DIRECTIONS FOR THIS TASK:
Can you put each line of the material below into a JSON list of strings, one string per line, with blank lines left out?

TASK MATERIAL:
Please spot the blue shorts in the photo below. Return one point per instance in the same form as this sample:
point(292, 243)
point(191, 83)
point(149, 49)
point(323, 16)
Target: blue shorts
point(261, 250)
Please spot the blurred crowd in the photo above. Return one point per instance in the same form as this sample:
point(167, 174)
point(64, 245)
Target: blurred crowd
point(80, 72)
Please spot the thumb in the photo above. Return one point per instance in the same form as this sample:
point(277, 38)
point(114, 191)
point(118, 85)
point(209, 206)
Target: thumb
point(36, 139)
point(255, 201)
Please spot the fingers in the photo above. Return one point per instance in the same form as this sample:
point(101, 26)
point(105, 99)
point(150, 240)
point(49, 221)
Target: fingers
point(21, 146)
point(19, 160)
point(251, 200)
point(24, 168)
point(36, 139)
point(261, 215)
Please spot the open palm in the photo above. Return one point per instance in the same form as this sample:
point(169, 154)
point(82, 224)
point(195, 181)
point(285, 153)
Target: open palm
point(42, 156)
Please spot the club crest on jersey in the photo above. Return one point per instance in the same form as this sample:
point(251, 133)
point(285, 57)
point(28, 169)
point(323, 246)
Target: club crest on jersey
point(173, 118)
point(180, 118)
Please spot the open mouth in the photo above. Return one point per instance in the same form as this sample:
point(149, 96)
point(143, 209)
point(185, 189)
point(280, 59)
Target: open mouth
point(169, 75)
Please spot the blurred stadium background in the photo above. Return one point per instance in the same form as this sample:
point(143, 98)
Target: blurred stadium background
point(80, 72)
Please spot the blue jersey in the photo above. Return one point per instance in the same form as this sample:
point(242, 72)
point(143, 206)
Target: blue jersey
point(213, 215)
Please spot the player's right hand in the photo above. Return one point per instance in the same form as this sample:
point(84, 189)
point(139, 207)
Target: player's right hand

REPLY TO THE TASK:
[
  "Please spot the blue shorts in the photo below. Return one point per instance in the same form as this sample:",
  "point(292, 243)",
  "point(191, 83)",
  "point(149, 49)",
  "point(323, 16)",
  "Target: blue shorts",
  "point(261, 250)",
  "Please spot the blurred crowd in the photo above. Return one point per instance in the same form as this sample:",
  "point(167, 174)",
  "point(64, 245)",
  "Target: blurred crowd",
  "point(80, 72)",
  "Please spot the thumb in the photo above. Return one point per instance in the same form as this sample:",
  "point(277, 38)",
  "point(114, 191)",
  "point(118, 85)",
  "point(209, 206)",
  "Target: thumb",
  "point(36, 139)",
  "point(255, 201)",
  "Please spot the fingers in the photo above. Return one point per instance in the same form as this sample:",
  "point(101, 26)",
  "point(105, 99)",
  "point(150, 240)",
  "point(49, 221)",
  "Target: fingers",
  "point(21, 146)",
  "point(19, 160)",
  "point(251, 200)",
  "point(24, 168)",
  "point(36, 139)",
  "point(261, 215)",
  "Please spot the open palm in the photo above. Return one point per instance in the same form as this sample:",
  "point(169, 154)",
  "point(82, 224)",
  "point(195, 181)",
  "point(285, 153)",
  "Target: open palm",
  "point(42, 156)",
  "Please spot the club crest on jersey in the photo above. Return one point per instance in the same form as this sample:",
  "point(251, 133)",
  "point(285, 57)",
  "point(28, 169)",
  "point(323, 246)",
  "Target: club crest on jersey",
  "point(173, 118)",
  "point(180, 118)",
  "Please spot the open mouth in the photo above. Return one point per instance in the same form as this sample:",
  "point(149, 96)",
  "point(143, 209)",
  "point(185, 189)",
  "point(280, 59)",
  "Target: open mouth",
  "point(169, 75)",
  "Please spot the blurred stadium background in the photo above. Return one point per instance in the same form as this sample:",
  "point(143, 98)",
  "Target: blurred stadium background",
  "point(80, 72)",
  "Please spot the blue jersey in the photo above. Return one point per instance in the same form as this sample:",
  "point(242, 72)",
  "point(143, 206)",
  "Target: blue jersey",
  "point(213, 215)",
  "Please spot the player's right hand in the photo above. Return one point per instance in the same form as this sample:",
  "point(84, 189)",
  "point(139, 207)",
  "Target: player's right hand"
]